* [WHAT IS BEING ASKED]:
Could you copy out the lines below verbatim, starting at the line with "the distant mountain" and ending at the line with "[[20, 120], [516, 134], [28, 146]]", both of those lines included?

** Start WORKING DATA **

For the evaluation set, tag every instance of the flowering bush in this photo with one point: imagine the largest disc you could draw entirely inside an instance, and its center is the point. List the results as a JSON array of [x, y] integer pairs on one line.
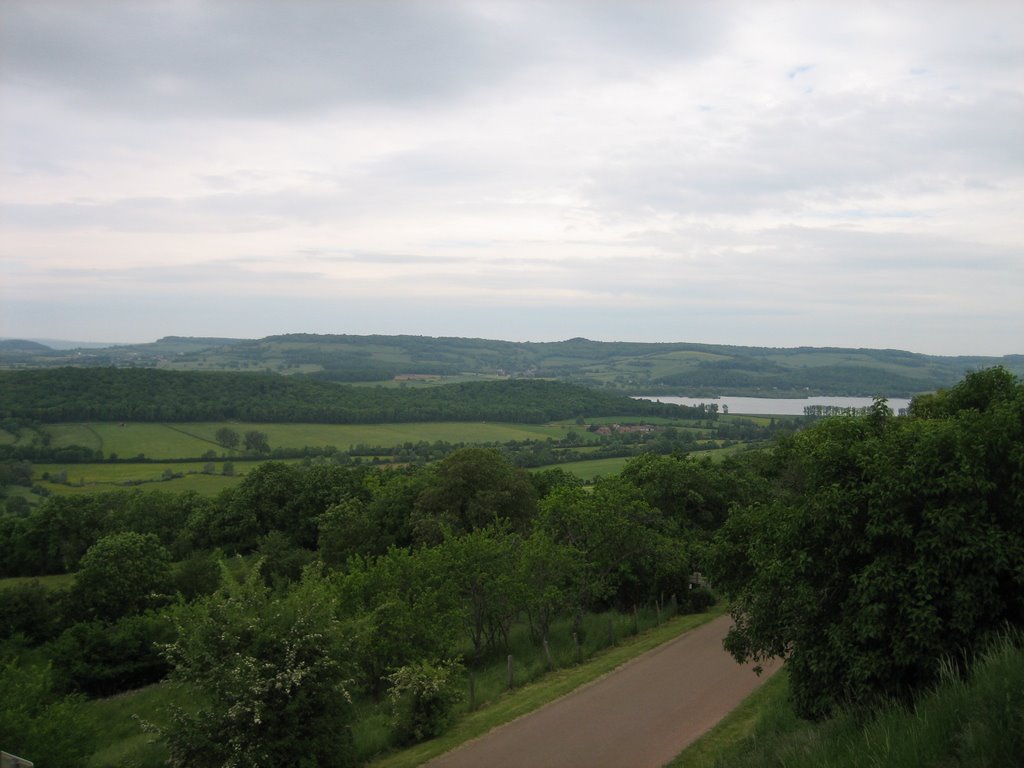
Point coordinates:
[[423, 695]]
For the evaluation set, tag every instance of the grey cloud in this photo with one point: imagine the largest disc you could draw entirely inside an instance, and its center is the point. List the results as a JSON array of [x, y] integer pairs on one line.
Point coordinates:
[[251, 57]]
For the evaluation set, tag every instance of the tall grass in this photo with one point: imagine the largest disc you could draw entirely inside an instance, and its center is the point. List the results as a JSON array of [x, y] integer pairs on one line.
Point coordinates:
[[488, 678], [976, 720]]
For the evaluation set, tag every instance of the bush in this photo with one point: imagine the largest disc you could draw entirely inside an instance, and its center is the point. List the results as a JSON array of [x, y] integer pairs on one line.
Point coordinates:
[[99, 659], [423, 695], [697, 600]]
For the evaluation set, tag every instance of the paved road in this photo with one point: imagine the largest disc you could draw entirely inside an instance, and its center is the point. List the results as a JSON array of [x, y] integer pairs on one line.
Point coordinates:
[[640, 716]]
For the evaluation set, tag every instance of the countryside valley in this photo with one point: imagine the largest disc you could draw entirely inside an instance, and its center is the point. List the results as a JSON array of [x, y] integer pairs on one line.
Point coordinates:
[[364, 550]]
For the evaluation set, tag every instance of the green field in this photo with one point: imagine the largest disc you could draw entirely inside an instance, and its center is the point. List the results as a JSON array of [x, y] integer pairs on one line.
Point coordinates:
[[195, 439], [87, 478], [50, 582]]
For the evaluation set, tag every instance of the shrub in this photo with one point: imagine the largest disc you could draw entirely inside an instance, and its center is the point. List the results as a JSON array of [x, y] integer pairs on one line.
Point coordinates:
[[423, 695]]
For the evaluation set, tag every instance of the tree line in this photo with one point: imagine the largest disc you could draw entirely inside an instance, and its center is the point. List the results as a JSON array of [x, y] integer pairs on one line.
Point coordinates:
[[360, 582], [55, 395], [869, 551]]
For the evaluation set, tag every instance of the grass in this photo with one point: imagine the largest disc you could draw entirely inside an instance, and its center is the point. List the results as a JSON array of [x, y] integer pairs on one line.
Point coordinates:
[[87, 478], [52, 582], [972, 721], [519, 701], [737, 726], [127, 744], [590, 470], [195, 439], [119, 718]]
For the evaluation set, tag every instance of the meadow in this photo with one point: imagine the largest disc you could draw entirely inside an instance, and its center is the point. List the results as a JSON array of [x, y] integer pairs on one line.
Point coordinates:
[[193, 440]]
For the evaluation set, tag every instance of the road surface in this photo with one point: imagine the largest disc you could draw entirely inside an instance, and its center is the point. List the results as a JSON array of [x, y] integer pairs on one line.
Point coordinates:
[[639, 716]]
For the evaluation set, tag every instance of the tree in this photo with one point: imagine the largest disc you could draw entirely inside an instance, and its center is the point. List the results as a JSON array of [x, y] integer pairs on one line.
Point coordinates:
[[227, 437], [896, 543], [268, 675], [473, 487], [100, 658], [122, 573]]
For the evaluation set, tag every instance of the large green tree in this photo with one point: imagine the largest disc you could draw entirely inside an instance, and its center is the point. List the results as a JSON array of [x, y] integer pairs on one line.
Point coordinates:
[[472, 488], [898, 542], [122, 573], [267, 673]]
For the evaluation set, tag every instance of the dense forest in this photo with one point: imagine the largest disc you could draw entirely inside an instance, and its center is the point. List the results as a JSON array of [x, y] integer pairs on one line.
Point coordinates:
[[65, 394], [870, 551], [681, 368]]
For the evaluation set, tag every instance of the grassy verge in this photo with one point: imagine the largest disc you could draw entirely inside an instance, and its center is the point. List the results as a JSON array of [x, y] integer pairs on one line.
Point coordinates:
[[972, 721], [531, 696], [737, 726]]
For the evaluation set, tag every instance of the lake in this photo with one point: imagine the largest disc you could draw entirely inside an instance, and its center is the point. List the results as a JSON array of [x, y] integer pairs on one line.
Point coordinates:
[[776, 406]]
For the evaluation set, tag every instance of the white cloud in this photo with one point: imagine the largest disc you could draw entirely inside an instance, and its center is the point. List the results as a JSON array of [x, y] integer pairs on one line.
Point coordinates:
[[770, 173]]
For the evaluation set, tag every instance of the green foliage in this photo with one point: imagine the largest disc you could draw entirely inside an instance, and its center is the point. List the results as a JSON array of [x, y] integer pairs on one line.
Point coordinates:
[[631, 553], [122, 573], [694, 493], [423, 696], [471, 488], [29, 609], [268, 673], [197, 576], [256, 441], [101, 658], [400, 607], [40, 725], [897, 543], [73, 394], [971, 720]]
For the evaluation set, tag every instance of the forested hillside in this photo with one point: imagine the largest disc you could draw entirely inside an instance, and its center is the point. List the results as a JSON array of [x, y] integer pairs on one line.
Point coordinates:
[[870, 551], [140, 394]]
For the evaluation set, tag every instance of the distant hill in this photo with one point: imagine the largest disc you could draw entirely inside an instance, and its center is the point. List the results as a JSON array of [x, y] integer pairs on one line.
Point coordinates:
[[64, 394], [23, 345], [633, 368]]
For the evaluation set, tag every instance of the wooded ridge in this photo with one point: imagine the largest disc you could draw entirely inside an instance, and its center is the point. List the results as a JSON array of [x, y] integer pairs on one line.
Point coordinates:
[[64, 394], [630, 367]]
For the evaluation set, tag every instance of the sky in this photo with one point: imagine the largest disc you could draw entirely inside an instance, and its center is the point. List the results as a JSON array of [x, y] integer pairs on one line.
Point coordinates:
[[755, 173]]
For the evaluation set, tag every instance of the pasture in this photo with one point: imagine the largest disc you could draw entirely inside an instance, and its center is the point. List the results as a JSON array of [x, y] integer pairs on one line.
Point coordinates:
[[194, 440]]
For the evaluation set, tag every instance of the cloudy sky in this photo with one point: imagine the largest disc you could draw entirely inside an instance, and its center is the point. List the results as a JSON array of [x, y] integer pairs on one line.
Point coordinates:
[[765, 173]]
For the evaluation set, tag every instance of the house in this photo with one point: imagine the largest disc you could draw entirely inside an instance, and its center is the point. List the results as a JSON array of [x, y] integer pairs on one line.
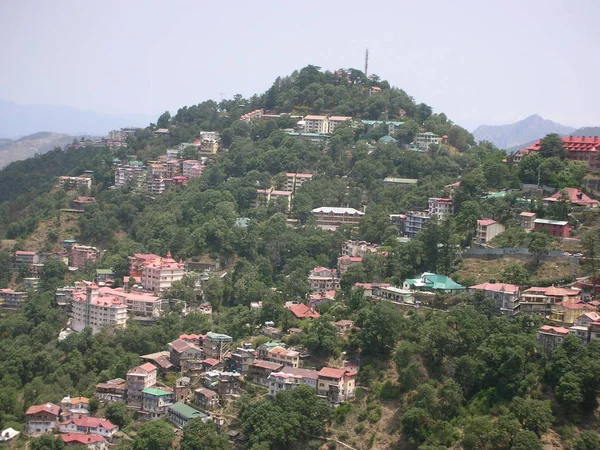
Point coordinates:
[[440, 207], [555, 228], [575, 197], [138, 379], [331, 218], [284, 356], [487, 229], [506, 296], [343, 326], [302, 311], [206, 398], [526, 219], [579, 148], [216, 345], [12, 300], [323, 279], [112, 391], [180, 414], [40, 419], [549, 338], [89, 425], [156, 401], [415, 222], [539, 300], [337, 385], [346, 261], [430, 282]]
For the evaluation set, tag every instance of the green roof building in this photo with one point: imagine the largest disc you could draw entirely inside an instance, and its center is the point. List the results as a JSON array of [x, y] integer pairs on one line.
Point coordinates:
[[431, 282]]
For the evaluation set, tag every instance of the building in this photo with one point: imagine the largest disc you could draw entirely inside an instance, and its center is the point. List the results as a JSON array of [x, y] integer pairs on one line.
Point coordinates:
[[575, 197], [323, 279], [323, 124], [82, 254], [159, 275], [40, 419], [526, 219], [215, 345], [89, 425], [430, 282], [506, 296], [207, 399], [74, 182], [266, 196], [138, 379], [555, 228], [91, 310], [579, 148], [440, 207], [415, 221], [112, 391], [302, 311], [284, 356], [294, 181], [180, 414], [487, 229], [12, 300], [337, 385], [156, 401], [539, 300], [549, 338], [330, 218], [423, 140]]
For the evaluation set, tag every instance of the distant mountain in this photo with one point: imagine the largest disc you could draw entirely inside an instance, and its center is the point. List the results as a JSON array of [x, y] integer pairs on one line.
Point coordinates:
[[21, 120], [29, 146], [516, 134]]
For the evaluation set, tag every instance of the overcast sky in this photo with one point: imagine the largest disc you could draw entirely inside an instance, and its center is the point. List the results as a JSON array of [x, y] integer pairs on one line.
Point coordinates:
[[480, 62]]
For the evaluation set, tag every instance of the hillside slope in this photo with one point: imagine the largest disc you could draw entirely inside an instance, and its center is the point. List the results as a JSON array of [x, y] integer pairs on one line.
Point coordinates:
[[516, 134]]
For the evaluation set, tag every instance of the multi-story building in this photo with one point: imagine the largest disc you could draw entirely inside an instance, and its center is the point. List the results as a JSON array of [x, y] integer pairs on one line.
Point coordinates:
[[526, 218], [74, 182], [215, 345], [487, 229], [294, 181], [556, 228], [337, 385], [539, 300], [415, 222], [12, 300], [138, 379], [156, 402], [331, 218], [424, 140], [440, 207], [159, 275], [82, 254], [284, 356], [41, 419], [323, 279], [549, 338], [505, 295], [91, 310]]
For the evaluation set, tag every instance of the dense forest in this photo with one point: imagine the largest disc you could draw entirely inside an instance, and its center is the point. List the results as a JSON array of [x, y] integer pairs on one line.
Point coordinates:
[[460, 378]]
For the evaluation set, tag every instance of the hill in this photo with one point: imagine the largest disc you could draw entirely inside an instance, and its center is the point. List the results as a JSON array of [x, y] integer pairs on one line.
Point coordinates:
[[20, 120], [516, 134], [28, 146]]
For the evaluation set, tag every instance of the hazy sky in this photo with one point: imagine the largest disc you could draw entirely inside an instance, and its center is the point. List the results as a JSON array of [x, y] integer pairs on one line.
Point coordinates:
[[478, 61]]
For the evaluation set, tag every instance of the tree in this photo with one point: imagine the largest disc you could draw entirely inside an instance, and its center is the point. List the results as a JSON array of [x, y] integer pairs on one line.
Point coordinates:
[[200, 435], [116, 412], [551, 146], [155, 435]]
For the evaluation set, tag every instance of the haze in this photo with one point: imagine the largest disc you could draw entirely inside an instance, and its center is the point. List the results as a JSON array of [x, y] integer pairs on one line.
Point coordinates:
[[476, 61]]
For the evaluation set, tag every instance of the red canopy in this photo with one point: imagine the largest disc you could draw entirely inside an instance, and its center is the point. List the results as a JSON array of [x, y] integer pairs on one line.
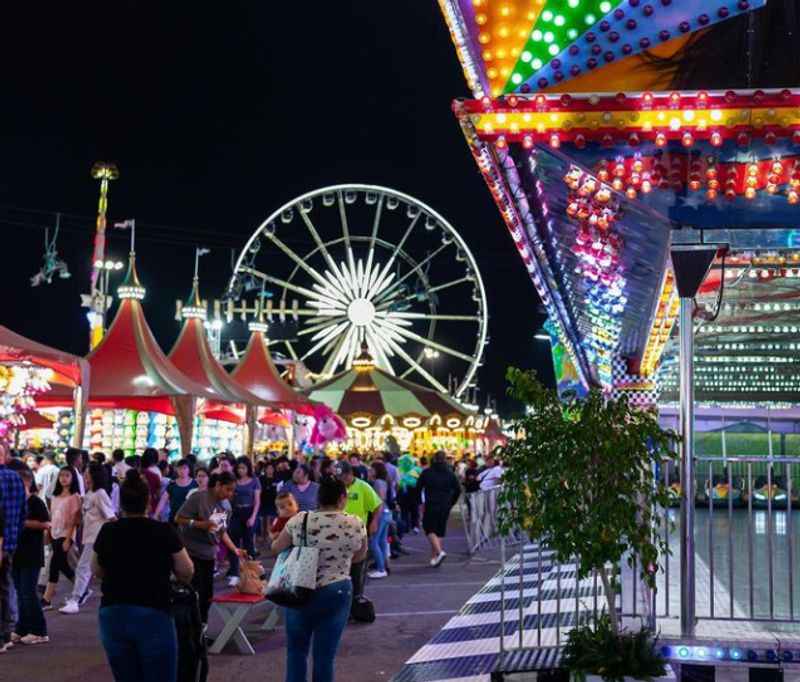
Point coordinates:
[[192, 355], [70, 369], [36, 420], [129, 369], [257, 373]]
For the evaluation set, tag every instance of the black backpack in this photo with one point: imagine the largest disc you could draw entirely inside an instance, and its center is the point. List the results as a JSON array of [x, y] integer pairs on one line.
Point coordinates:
[[192, 650]]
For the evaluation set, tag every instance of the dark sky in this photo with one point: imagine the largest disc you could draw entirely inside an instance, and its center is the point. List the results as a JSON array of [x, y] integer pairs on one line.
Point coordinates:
[[217, 114]]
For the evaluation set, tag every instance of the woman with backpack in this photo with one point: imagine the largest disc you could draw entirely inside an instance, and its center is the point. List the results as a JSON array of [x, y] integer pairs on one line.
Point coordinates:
[[135, 557], [318, 625]]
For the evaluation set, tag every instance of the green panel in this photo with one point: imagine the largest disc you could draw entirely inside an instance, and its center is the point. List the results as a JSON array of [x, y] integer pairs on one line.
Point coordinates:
[[398, 399], [560, 23]]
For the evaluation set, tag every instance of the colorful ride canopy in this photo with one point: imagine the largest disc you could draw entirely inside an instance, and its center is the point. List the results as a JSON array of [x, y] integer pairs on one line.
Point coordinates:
[[524, 46], [596, 184]]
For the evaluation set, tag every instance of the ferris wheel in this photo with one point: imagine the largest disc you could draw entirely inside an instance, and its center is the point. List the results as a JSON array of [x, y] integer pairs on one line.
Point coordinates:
[[353, 263]]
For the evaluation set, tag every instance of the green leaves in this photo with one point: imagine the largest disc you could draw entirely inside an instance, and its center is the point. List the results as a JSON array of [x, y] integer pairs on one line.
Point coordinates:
[[583, 477], [599, 650]]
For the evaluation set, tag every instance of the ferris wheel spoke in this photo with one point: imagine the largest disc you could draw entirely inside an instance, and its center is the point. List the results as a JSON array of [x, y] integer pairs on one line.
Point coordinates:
[[413, 363], [308, 293], [315, 236], [345, 228], [429, 316], [375, 225], [413, 336], [318, 327], [291, 350], [380, 350], [387, 275], [298, 260], [417, 268], [334, 356], [338, 329]]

** End WORKING DATA **

* [SOLUTION TO THE PROBLEM]:
For the evaluation set, tag every instance of the distant mountain in this photo with one point: imagine the largest disc you could draw entirely inside an instance, and its center is the point. List the results as a JSON array of [x, y] integer pairs on one line.
Point coordinates:
[[21, 120], [29, 146], [516, 134]]
For the evaluation set, tag every instance of the overcast sky in this photo with one point: imagine the largest disc you could draw entirely inside an instance, and its center is the point. List the results as a JSON array of [x, y] integer pairs on one line.
Point coordinates:
[[480, 62]]
For the evaluation set, tag every instance of the hillside slope in this photo with one point: imagine the largest disc you could draw entirely inside an instance, and its center is the point. List the results as a JSON array of [x, y] integer pairs on one line.
Point coordinates:
[[516, 134]]
For the evaluation set, tag every instance of the multi-story building in this photo with one point: imagine the largest disc you could draw entirely inside an instance, and its center is the point. List the results as a JSON array of [x, y] integer pairs on one line.
Point coordinates:
[[526, 218], [74, 182], [215, 345], [487, 229], [294, 181], [556, 228], [337, 385], [539, 300], [415, 222], [12, 300], [138, 379], [156, 402], [331, 218], [424, 140], [440, 207], [159, 275], [82, 254], [284, 356], [41, 419], [323, 279], [549, 338], [505, 295], [91, 310]]
For the evaluation set, tag every instance of the dense forest in this photo with one point: imagine the largest disc you could draw entirely inside an instance, and its center is the point. List the results as a JSON array of [x, y] integer pairs on one line.
Point coordinates:
[[460, 378]]
For the evaluation set, tag every instance of the hill in this photo with one point: imagine the largest disc you could draw entirely inside an instance, and its center is the point. List the results as a JSON array of [x, y] integer pairs on one line.
Point coordinates:
[[20, 120], [516, 134], [28, 146]]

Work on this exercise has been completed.